(Image point grounding data)
'''

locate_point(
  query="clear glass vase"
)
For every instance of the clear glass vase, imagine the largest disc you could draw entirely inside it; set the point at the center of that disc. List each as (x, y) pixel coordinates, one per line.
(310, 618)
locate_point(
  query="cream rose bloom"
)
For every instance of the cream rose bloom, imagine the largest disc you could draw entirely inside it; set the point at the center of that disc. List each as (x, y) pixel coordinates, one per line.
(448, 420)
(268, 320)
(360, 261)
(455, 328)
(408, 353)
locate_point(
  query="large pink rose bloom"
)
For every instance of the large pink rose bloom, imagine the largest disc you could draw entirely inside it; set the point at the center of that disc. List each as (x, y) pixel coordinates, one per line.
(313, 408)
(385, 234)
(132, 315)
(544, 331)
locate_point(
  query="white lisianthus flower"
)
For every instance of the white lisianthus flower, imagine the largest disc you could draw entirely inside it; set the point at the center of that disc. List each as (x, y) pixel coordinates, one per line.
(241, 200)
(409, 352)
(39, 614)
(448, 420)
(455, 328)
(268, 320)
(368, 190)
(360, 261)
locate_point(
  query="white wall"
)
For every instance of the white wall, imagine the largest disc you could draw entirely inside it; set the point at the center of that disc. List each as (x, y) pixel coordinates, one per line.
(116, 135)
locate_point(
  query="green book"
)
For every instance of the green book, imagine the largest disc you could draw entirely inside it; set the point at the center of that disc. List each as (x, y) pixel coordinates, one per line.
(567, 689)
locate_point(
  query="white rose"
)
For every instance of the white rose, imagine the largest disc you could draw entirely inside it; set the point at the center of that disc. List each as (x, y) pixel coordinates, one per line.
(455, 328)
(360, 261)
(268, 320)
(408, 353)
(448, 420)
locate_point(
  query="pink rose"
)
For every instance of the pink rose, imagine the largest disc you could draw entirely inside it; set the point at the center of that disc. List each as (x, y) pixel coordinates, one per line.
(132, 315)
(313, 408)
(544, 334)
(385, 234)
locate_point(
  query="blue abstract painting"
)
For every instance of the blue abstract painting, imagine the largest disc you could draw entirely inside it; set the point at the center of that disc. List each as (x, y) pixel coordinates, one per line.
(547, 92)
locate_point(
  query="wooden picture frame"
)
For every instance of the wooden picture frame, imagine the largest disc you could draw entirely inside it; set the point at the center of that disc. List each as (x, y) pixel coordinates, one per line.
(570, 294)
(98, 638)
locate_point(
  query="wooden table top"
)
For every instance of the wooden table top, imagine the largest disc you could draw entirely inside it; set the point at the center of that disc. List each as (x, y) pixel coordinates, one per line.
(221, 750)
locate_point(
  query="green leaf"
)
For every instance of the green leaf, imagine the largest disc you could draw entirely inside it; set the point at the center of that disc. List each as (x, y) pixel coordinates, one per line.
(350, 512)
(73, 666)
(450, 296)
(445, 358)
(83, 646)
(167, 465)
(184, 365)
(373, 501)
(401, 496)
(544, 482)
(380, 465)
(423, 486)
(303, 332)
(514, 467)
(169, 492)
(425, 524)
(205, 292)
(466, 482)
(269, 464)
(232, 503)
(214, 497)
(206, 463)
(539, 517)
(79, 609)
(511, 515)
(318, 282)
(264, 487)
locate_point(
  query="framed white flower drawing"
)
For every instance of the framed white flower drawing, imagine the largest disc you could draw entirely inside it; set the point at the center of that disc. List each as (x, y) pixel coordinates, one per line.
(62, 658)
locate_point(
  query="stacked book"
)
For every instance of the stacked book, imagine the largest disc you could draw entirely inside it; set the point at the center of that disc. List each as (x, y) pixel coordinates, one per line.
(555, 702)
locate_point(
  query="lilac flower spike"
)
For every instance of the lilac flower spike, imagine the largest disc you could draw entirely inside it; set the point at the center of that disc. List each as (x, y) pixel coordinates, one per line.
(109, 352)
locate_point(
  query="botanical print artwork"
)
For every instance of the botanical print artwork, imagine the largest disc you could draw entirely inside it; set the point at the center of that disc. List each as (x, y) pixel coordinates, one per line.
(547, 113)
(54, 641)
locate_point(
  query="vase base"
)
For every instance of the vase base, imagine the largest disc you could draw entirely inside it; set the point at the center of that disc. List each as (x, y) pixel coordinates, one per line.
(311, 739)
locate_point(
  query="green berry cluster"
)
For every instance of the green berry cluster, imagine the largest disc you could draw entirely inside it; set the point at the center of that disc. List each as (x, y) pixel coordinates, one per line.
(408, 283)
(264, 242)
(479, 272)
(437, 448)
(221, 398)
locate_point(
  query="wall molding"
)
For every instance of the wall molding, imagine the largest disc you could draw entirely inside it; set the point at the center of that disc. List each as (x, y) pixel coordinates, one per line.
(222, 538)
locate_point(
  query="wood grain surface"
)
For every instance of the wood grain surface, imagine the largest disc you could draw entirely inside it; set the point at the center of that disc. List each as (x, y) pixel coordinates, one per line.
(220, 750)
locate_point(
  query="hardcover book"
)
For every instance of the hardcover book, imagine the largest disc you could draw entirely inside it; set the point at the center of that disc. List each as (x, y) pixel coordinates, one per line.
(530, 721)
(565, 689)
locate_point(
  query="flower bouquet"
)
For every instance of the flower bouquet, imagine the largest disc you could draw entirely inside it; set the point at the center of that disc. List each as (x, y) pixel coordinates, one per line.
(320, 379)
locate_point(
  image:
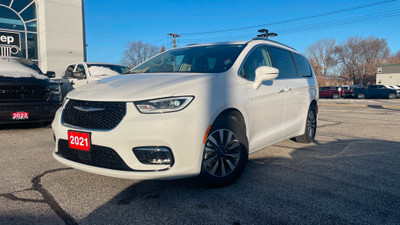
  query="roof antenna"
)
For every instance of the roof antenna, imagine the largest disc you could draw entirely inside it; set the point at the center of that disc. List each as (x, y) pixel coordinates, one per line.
(266, 34)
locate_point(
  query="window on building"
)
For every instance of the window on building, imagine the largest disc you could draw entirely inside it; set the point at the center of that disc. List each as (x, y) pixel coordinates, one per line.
(20, 16)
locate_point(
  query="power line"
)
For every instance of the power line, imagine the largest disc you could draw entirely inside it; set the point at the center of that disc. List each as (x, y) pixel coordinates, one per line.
(317, 26)
(292, 20)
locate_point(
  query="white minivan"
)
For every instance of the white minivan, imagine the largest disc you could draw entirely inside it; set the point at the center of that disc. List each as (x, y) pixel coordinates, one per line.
(196, 110)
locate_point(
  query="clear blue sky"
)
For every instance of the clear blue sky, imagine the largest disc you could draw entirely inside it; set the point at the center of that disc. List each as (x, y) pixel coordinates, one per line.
(110, 25)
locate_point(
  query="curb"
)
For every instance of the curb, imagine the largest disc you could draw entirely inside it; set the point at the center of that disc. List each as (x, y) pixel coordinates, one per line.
(359, 105)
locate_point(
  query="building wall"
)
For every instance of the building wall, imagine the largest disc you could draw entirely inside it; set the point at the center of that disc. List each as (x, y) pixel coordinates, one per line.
(61, 34)
(388, 79)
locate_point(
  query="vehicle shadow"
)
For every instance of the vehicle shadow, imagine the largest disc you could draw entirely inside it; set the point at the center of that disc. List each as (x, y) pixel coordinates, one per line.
(334, 182)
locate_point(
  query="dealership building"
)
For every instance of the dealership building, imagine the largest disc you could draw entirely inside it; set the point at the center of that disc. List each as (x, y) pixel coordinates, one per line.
(388, 74)
(49, 32)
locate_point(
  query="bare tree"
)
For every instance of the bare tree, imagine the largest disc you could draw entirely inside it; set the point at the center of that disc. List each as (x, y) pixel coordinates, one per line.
(359, 56)
(321, 56)
(138, 52)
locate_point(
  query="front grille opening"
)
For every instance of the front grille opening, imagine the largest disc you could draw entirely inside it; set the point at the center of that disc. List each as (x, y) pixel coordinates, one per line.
(98, 156)
(94, 115)
(154, 155)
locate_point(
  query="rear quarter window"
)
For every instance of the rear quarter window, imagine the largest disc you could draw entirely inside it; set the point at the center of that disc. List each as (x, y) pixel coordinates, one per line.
(303, 66)
(283, 61)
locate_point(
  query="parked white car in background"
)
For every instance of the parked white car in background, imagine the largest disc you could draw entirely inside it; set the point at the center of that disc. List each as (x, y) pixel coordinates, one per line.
(82, 73)
(196, 110)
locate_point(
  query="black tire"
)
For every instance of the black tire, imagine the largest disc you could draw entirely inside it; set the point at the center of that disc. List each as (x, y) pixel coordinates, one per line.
(361, 96)
(311, 127)
(224, 160)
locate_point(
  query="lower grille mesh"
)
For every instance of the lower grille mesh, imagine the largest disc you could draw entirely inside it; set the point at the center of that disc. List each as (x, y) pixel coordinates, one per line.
(98, 156)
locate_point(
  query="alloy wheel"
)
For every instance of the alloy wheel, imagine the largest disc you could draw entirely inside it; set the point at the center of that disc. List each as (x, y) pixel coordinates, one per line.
(221, 153)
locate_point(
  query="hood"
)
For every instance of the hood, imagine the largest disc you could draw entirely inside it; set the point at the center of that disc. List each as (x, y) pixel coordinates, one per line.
(138, 87)
(22, 79)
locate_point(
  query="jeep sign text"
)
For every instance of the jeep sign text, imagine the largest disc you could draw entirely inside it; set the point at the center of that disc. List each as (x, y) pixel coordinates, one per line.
(10, 39)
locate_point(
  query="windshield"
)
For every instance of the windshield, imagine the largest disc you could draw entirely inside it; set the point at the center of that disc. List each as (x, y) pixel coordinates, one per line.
(29, 64)
(117, 68)
(198, 59)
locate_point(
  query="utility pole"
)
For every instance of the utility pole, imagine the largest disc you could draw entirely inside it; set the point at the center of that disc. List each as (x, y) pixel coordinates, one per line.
(174, 36)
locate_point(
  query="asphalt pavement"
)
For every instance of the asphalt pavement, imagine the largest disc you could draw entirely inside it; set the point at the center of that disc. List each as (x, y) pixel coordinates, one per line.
(350, 175)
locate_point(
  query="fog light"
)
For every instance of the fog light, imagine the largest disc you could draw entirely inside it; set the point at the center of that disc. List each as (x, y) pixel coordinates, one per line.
(154, 155)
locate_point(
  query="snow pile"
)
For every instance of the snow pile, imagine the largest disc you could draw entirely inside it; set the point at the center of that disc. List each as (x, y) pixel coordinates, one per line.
(101, 71)
(11, 68)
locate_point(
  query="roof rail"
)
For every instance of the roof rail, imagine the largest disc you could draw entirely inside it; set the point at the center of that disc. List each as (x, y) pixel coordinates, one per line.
(265, 39)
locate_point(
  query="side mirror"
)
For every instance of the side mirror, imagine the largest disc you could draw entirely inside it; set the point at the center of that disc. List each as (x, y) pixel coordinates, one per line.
(78, 75)
(264, 73)
(50, 74)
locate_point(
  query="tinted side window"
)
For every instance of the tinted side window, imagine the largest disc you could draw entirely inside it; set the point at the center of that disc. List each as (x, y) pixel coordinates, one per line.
(283, 61)
(258, 57)
(69, 71)
(303, 66)
(81, 69)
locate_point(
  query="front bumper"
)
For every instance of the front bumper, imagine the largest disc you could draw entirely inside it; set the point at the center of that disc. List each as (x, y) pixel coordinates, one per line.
(38, 111)
(182, 132)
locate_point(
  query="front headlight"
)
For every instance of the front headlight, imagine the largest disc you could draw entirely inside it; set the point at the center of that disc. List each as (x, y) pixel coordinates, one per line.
(164, 105)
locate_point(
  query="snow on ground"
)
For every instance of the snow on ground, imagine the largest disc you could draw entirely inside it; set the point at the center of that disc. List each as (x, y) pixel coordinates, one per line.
(101, 71)
(10, 68)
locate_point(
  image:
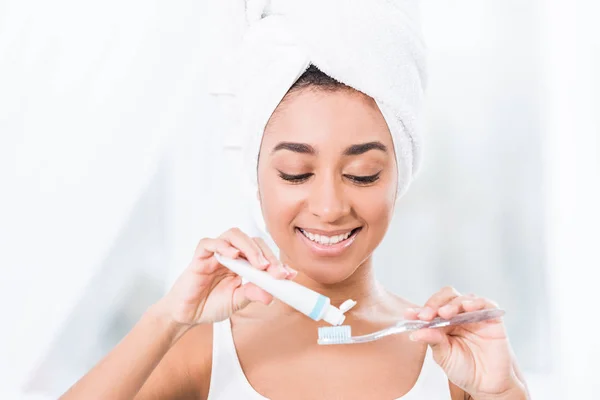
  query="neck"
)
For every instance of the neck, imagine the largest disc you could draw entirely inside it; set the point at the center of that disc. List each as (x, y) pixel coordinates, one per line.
(361, 287)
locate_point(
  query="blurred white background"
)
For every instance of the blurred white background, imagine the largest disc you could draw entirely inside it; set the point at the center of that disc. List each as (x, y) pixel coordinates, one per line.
(114, 162)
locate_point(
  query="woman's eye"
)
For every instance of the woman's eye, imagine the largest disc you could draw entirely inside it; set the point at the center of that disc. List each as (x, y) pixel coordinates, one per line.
(294, 178)
(364, 180)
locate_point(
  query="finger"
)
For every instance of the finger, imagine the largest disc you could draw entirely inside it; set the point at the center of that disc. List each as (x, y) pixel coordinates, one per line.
(455, 306)
(246, 293)
(207, 247)
(254, 293)
(276, 268)
(412, 313)
(436, 301)
(247, 246)
(436, 338)
(266, 251)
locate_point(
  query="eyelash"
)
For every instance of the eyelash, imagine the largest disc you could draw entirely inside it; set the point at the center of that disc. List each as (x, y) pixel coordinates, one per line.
(360, 180)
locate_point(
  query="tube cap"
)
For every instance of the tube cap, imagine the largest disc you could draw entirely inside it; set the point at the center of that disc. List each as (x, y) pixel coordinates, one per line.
(334, 316)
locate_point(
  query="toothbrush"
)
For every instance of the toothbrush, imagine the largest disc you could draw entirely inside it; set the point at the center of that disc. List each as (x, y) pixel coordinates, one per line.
(343, 334)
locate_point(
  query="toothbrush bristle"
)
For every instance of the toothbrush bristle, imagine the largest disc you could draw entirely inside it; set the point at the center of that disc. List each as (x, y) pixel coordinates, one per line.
(335, 334)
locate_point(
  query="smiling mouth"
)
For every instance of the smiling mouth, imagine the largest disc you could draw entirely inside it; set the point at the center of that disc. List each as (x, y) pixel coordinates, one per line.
(329, 240)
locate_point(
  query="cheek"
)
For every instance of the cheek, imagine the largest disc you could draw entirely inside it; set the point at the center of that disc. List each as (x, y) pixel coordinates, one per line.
(376, 207)
(279, 203)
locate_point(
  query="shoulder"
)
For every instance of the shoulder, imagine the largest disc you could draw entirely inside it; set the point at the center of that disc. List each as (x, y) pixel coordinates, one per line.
(195, 349)
(185, 369)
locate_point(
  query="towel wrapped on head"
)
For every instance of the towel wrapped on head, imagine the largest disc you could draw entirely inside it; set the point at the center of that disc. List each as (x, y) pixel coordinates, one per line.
(373, 46)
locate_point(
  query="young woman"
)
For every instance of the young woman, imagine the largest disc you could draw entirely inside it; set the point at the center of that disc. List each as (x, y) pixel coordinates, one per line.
(328, 181)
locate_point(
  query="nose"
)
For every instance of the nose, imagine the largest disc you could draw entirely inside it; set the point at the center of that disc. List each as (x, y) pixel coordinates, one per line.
(327, 199)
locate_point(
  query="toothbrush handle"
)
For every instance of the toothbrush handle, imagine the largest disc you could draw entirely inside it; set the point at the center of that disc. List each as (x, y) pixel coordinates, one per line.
(466, 318)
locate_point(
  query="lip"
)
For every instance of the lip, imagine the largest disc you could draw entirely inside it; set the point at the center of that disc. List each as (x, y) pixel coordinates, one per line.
(324, 250)
(329, 233)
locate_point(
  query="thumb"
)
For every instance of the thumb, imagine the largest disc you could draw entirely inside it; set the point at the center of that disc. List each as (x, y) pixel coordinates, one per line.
(248, 292)
(436, 339)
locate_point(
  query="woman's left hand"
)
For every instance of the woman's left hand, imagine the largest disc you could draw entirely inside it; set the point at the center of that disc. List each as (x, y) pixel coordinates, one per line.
(476, 357)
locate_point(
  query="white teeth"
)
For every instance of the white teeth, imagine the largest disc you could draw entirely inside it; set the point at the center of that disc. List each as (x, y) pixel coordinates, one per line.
(326, 240)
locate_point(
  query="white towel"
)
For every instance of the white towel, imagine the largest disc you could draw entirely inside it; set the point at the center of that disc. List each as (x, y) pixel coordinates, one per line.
(374, 46)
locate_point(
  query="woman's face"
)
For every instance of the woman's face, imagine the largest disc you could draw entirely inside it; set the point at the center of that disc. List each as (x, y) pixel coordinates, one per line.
(327, 181)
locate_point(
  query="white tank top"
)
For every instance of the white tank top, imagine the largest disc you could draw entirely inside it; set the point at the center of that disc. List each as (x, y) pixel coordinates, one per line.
(228, 382)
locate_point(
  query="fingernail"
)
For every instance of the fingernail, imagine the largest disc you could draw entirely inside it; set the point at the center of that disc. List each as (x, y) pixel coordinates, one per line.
(263, 261)
(284, 270)
(291, 270)
(447, 307)
(426, 312)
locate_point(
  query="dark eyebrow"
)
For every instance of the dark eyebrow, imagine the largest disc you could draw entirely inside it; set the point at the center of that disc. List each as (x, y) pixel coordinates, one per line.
(295, 147)
(357, 149)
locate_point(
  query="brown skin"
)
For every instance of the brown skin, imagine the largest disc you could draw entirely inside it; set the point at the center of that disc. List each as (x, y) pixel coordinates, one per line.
(277, 345)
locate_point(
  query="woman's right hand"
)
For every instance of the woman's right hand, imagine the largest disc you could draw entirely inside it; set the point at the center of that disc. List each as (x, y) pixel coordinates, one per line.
(207, 292)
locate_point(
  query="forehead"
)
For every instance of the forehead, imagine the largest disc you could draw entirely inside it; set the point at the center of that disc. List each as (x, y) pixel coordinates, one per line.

'''

* **Exercise**
How many lines in the data above hold the word "forehead"? Answer with the number alone.

* **Completed exercise**
2